> **GIVEN TASK**:
Rewrite the data from the line containing "Find the chocolate crumb" through the line containing "719), (482, 1104)]", inclusive, with "dot" replaced by "point" and everything else unchanged. Omit the pictures from your output.

> **Point-based annotation data**:
-*-*-
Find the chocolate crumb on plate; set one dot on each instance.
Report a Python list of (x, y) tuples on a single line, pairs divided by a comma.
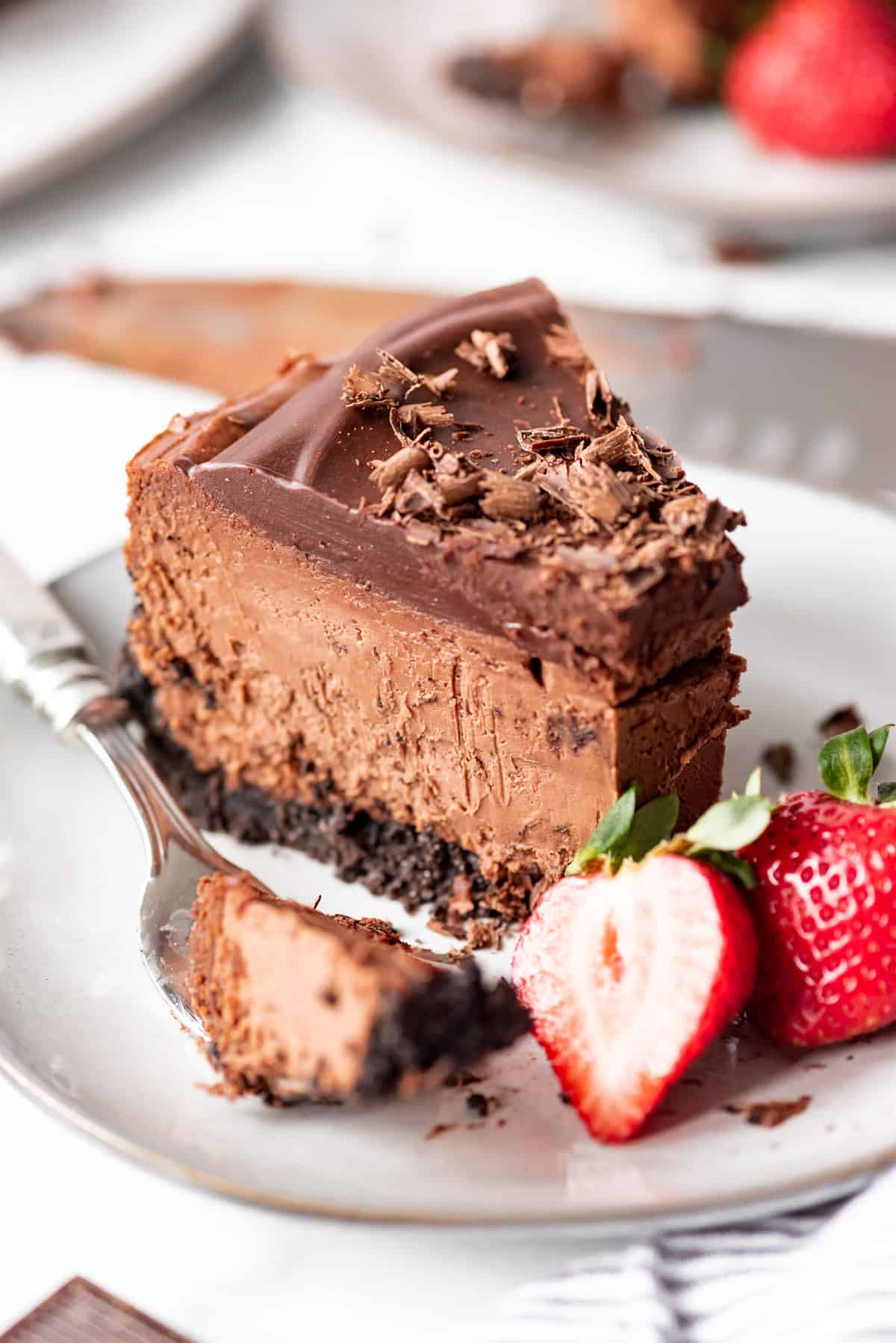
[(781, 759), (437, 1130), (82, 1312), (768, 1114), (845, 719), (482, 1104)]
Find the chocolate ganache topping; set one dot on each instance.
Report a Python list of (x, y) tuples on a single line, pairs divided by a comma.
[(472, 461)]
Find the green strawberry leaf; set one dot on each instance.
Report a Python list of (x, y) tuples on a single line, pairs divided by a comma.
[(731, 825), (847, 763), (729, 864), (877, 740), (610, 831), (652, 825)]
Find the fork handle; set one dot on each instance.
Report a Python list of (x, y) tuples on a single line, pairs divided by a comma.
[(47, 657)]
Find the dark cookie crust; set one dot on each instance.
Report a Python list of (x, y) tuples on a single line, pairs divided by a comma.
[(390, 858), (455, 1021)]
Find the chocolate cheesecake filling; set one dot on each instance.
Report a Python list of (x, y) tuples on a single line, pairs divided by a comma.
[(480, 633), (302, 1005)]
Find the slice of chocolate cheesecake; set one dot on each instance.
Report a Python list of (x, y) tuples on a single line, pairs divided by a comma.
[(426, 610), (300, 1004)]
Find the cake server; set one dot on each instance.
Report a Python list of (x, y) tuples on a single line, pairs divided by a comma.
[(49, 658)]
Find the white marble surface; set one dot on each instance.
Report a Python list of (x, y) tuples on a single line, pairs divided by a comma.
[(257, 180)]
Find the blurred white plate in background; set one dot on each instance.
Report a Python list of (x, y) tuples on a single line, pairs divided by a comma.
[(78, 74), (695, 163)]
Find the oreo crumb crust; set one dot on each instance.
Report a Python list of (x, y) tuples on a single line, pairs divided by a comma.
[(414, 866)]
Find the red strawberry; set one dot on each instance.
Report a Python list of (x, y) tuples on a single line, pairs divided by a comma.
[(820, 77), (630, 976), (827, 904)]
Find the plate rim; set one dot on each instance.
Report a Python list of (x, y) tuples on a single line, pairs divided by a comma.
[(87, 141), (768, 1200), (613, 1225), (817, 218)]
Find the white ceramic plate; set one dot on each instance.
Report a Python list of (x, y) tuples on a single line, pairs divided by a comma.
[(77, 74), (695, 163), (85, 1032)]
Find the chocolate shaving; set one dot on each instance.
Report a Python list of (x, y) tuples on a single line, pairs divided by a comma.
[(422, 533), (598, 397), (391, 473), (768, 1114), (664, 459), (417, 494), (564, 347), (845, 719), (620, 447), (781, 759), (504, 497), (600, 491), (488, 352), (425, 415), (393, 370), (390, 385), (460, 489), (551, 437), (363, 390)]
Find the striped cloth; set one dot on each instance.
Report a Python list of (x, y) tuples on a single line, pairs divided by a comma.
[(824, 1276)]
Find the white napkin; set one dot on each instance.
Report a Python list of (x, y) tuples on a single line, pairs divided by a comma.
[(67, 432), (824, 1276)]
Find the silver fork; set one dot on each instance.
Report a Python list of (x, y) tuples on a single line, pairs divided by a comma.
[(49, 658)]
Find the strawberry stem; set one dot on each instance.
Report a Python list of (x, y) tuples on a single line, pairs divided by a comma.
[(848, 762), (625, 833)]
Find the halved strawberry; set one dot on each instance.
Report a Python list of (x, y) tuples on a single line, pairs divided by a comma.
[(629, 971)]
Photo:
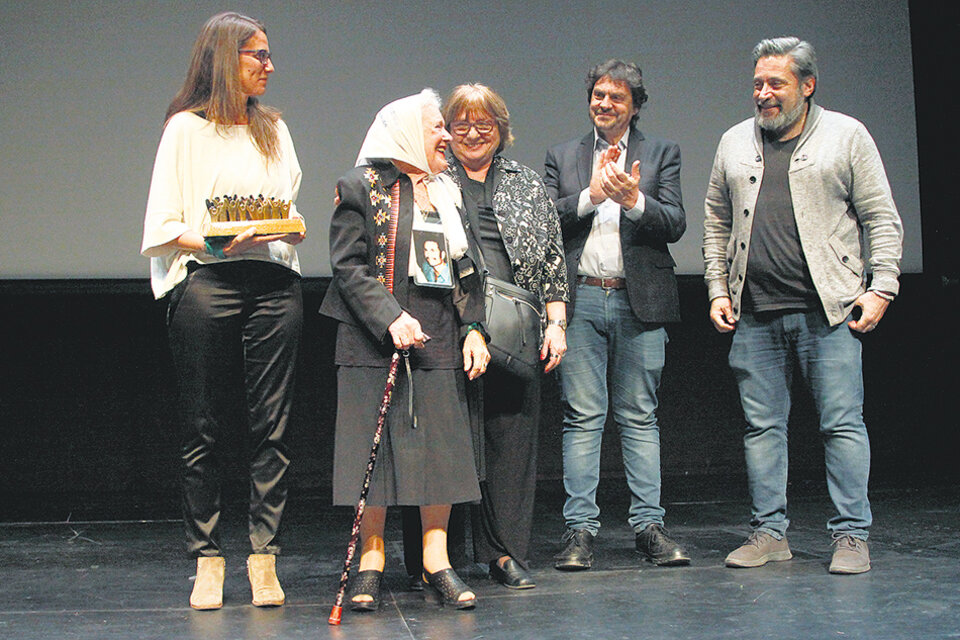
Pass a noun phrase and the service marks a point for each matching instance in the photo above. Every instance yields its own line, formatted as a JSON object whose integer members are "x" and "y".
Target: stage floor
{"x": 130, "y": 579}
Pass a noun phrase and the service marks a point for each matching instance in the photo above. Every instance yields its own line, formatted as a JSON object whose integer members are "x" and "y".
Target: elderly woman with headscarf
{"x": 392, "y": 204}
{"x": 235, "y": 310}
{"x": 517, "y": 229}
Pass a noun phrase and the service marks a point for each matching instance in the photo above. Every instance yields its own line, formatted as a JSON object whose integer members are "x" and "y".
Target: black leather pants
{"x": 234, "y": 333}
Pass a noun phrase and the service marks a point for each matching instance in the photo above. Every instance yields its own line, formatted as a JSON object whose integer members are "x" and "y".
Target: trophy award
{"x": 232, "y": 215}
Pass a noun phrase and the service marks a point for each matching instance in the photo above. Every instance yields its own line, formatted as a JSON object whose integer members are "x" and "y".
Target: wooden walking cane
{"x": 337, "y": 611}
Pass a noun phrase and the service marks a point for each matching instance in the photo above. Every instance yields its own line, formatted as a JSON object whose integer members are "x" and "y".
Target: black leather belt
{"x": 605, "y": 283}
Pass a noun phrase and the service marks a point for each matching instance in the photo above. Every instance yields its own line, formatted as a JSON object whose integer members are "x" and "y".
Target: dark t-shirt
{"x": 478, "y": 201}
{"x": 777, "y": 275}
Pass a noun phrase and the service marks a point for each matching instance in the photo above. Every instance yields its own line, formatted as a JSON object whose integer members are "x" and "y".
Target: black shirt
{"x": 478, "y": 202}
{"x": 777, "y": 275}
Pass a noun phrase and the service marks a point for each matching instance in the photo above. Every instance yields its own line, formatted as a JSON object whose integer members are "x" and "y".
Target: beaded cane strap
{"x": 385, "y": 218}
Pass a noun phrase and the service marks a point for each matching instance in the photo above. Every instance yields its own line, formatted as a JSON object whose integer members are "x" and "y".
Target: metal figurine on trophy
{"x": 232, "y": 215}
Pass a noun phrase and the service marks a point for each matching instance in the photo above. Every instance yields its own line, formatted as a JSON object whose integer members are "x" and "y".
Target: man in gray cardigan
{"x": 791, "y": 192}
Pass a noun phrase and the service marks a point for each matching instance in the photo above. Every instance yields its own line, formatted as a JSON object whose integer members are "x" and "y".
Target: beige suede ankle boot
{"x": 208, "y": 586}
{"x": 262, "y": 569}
-*-*-
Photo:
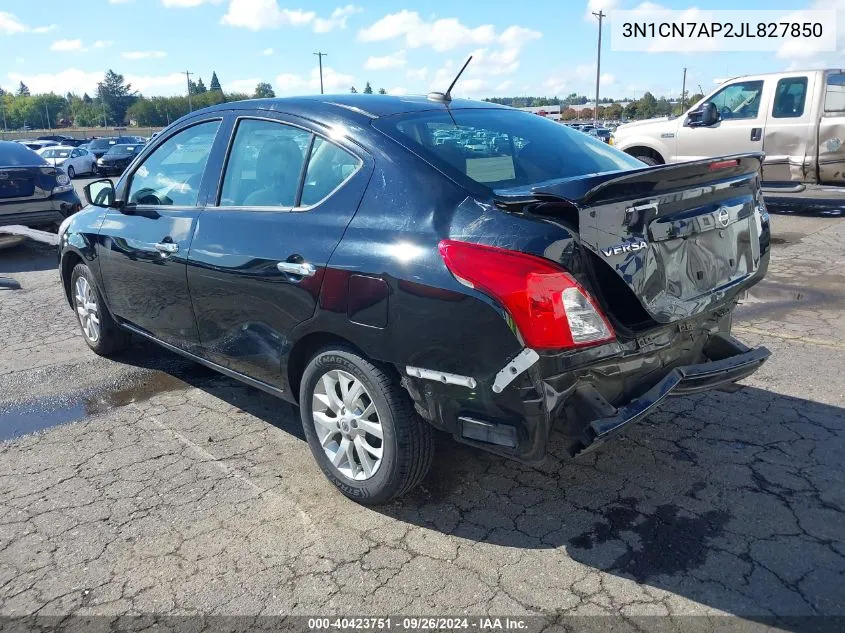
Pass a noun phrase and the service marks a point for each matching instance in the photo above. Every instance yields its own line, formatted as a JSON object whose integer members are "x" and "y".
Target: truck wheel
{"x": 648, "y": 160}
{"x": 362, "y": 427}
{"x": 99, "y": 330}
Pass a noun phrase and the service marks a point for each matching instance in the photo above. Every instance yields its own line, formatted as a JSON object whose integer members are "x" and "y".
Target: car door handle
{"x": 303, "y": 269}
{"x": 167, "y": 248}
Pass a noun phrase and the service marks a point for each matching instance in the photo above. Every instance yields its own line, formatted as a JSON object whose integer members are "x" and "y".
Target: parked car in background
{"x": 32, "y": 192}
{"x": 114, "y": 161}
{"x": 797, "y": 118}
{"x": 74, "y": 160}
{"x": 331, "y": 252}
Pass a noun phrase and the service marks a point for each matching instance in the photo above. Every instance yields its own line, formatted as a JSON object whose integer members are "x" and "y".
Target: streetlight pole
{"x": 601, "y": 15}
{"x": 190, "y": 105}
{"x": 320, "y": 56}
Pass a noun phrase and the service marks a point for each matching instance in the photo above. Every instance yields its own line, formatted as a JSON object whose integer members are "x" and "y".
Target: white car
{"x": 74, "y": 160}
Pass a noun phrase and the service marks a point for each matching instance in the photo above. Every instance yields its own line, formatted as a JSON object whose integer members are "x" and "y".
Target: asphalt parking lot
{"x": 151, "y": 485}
-*-*-
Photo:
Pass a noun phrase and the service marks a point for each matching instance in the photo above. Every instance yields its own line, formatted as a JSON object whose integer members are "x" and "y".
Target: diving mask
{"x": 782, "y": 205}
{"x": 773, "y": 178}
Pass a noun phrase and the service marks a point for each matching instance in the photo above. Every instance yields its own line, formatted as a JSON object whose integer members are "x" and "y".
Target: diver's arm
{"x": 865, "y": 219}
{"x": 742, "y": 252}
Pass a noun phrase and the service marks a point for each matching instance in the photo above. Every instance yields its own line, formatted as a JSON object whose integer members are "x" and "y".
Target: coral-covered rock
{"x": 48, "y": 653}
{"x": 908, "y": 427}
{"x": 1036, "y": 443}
-*-*-
> **REPLY**:
Find the chocolate crumb on plate; set one point on each instance.
Report a Python list of (x, y) tuples on a single line, pairs divided by a comma.
[(781, 759), (437, 1130), (82, 1312), (768, 1114), (845, 719), (482, 1104)]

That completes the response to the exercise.